## Task list
- a) From the email excerpt on teaching C++, list every proper name of a person, group, institution, or programming language.
- b) Return each row below that contains the string "parking".

## Text block
================

From: Bjarne Stroustrup <bjarne_at_[hidden]>
Date: Mon, 1 May 2023 16:09:23 -0400
On 5/1/2023 1:40 PM, Andrew Lumsdaine via SG20 wrote:
> I am also jumping into this late, but here are some of my observations
> after having taught a high-performance computing course at the
> University of Washington for six years now. I use C++ as the
> programming language for the course.
>
> TL;DR — Bounds-checked vectors are a Good Thing for novice students.
> The most important thing to keep in mind is that these are students
> and /students have to be met where they are, not where we are./ There
> are innumerable things that we take for granted that novices have no
> experience with and no mental model for.

+1

much good experiential stuff below.


>
> The course I have been teaching has a mix of seniors and first-year
> graduate students. Most are not from computer science; they would
> qualify as “rank amateurs” and my observations should apply to CS
> students early in their program. However, they are not rank amateurs
> in other ways, as they have had 3-4-5 years of university to mature
> their thought processes, whereas 1st-year students are only slightly
> removed from high-school.

================

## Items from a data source
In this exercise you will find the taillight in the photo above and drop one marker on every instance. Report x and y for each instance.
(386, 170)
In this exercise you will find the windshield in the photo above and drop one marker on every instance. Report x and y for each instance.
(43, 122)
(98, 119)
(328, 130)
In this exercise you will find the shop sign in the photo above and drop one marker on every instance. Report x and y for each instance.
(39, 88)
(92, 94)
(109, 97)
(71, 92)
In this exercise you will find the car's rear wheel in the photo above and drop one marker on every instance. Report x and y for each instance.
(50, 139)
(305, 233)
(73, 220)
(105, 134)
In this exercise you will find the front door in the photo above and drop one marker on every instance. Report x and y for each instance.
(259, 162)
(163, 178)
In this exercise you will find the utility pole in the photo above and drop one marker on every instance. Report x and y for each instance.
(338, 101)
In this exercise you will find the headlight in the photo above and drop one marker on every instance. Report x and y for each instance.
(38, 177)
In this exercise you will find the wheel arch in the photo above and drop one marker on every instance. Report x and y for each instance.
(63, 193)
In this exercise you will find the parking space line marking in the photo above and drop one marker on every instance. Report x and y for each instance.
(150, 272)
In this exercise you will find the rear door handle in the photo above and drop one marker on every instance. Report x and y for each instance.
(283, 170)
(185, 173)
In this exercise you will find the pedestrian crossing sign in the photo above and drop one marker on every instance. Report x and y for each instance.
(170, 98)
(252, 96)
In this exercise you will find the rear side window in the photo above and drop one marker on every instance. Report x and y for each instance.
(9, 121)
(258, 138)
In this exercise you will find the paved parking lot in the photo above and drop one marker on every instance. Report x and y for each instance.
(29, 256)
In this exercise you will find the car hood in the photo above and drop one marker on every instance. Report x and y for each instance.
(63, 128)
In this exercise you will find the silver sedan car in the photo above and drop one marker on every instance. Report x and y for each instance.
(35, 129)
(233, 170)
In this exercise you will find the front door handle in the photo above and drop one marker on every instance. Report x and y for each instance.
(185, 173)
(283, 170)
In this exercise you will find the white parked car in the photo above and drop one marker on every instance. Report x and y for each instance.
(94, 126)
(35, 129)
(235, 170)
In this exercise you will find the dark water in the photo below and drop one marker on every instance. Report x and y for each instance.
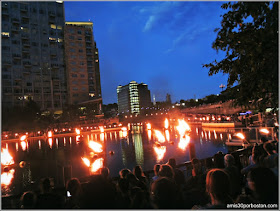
(60, 158)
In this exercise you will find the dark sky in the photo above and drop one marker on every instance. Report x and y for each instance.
(162, 44)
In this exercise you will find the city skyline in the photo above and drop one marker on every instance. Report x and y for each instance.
(163, 44)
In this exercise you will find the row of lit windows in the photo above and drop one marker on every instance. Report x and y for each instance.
(53, 26)
(76, 75)
(81, 82)
(82, 89)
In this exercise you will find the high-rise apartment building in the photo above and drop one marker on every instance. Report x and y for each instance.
(133, 98)
(33, 54)
(82, 65)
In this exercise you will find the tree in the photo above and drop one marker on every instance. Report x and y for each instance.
(249, 36)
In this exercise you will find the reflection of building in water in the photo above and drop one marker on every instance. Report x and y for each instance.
(139, 152)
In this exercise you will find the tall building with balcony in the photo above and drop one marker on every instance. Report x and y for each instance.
(133, 98)
(82, 65)
(33, 54)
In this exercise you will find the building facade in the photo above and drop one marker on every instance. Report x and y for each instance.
(82, 65)
(33, 54)
(133, 98)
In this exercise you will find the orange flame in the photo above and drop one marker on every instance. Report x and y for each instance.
(86, 161)
(160, 151)
(159, 136)
(102, 137)
(96, 147)
(97, 164)
(166, 123)
(78, 132)
(6, 158)
(167, 135)
(6, 177)
(184, 142)
(183, 127)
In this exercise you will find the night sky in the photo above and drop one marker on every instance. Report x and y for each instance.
(162, 44)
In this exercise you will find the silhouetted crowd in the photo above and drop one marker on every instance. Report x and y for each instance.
(219, 181)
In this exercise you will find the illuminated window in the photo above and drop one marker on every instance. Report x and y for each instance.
(7, 34)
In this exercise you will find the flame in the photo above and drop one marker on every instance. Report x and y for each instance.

================

## Solutions to each task
- a) Bjarne Stroustrup, Andrew Lumsdaine, SG20, University of Washington, C++

- b)
In this exercise you will find the parking space line marking in the photo above and drop one marker on every instance. Report x and y for each instance.
In this exercise you will find the paved parking lot in the photo above and drop one marker on every instance. Report x and y for each instance.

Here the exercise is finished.